Try it: Print all records exactly, pictures left out.

Input records:

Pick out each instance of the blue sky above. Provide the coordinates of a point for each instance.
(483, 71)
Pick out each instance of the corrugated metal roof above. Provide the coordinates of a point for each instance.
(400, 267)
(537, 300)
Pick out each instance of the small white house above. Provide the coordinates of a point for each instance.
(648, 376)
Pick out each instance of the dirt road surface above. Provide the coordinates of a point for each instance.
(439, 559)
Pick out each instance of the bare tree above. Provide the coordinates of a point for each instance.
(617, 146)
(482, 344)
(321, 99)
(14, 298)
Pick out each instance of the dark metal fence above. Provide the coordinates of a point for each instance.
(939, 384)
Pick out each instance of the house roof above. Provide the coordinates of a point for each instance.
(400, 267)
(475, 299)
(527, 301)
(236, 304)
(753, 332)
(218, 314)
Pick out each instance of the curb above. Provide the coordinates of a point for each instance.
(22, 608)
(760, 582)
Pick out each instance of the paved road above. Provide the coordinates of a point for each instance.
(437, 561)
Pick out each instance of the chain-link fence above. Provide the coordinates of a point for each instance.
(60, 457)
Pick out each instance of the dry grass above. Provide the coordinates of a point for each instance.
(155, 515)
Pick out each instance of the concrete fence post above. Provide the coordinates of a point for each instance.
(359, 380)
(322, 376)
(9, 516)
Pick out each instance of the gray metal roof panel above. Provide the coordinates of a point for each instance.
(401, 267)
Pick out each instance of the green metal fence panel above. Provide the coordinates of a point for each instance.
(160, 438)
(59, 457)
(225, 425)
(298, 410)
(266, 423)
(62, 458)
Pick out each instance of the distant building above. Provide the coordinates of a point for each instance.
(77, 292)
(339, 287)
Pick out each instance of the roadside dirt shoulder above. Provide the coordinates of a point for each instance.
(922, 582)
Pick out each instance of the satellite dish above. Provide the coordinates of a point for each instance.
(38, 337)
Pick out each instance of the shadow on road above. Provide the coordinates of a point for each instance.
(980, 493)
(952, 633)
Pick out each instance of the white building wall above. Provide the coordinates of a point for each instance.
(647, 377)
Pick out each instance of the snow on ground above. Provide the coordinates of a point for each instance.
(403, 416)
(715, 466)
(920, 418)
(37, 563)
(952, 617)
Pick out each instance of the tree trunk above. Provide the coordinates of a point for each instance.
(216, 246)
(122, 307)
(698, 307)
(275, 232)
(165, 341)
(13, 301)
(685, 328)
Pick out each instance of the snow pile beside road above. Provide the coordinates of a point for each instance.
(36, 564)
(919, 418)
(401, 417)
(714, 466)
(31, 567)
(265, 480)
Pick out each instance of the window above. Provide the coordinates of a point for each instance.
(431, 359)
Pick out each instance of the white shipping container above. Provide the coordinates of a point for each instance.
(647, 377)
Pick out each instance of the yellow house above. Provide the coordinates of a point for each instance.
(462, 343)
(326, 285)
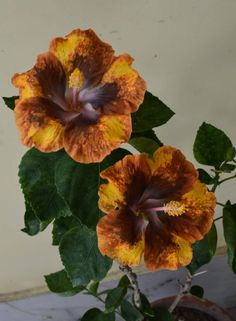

Exercise output:
Pick out each instance of the blue sky above. Provide the coordinates of a point for each instance.
(483, 71)
Pick out each instance of the corrugated metal roof above. Provide the coordinates of a point for each instance.
(400, 267)
(537, 300)
Pick out each instance of the small white house above. Provide the coordinates of a point for each instance.
(648, 376)
Pick out each instance of the dirt road surface above. Provide the coordinates of a point for each instance.
(439, 559)
Pick out each instance of the bare tree above. Provide the coordinates of a point for each instance.
(617, 146)
(482, 344)
(321, 99)
(14, 298)
Pick out each instance of the dark metal fence above. Provide the coordinates of a point for each instance.
(939, 384)
Pick out each instance of the house roof above. Provide the coordinates of a point for each instance.
(400, 267)
(475, 299)
(527, 301)
(236, 304)
(753, 332)
(218, 314)
Pick out each instance of the curb above. Provide the coordinates of a point for each instance.
(22, 608)
(760, 582)
Pick out each instance of the paved road above. Provide the coordinates of a point for each instance.
(437, 561)
Pick out each instance of the chain-link fence above. Provide the coordinates of a point for each instance.
(60, 457)
Pick out each instance of the dry grass above. Provide the coordinates of a point for each instance.
(155, 515)
Pick out each instance of the concrete fence post above. Provide the coordinates of a point for each instance.
(359, 380)
(322, 376)
(9, 516)
Pick out each instance of the gray metal roof panel above. Provide the coordinates of a point for each instance.
(401, 267)
Pick out each instance of the green metal fence panel above. Provide the coordinates of a point for each instance.
(160, 438)
(59, 457)
(225, 425)
(298, 410)
(266, 423)
(62, 458)
Pick out each instance of the distant building above. Provide the coordinates of a point for each instance.
(77, 292)
(339, 287)
Pick out each instance of the roadside dirt shoulder above. Provide the coordinates of a point for each instance.
(922, 582)
Pick out each instance of the satellite dish above. Provide the coordinates of a point for each instance.
(38, 337)
Pick out each instance of the shadow on road above. Provide the coordinates of a point for each instance.
(980, 493)
(952, 633)
Pick out each instance of the white building wall above. Provide the coordinates of a point for each instance.
(647, 377)
Pick out each instance of the snow on ground above. Provide the coordinates of a point for each instance.
(403, 416)
(715, 466)
(920, 418)
(37, 563)
(952, 617)
Pick out each instance of the tree trunk above. Provide the coordinates of a point for each instance.
(216, 246)
(122, 307)
(698, 307)
(275, 232)
(165, 341)
(13, 301)
(685, 328)
Pick out each instance of the snow pile beside road above. Provide the coordinates of a point for each instance.
(36, 564)
(919, 418)
(401, 417)
(714, 466)
(31, 567)
(265, 480)
Pick out each instance of the window above. Provide the coordinates of a point for each instance.
(431, 359)
Pick out each instance of the white shipping container above. Provide the coordinates of a point for each instance.
(647, 377)
Pick out each instance of the yellow house above. Provide the coordinates of a point for each instance.
(462, 343)
(326, 285)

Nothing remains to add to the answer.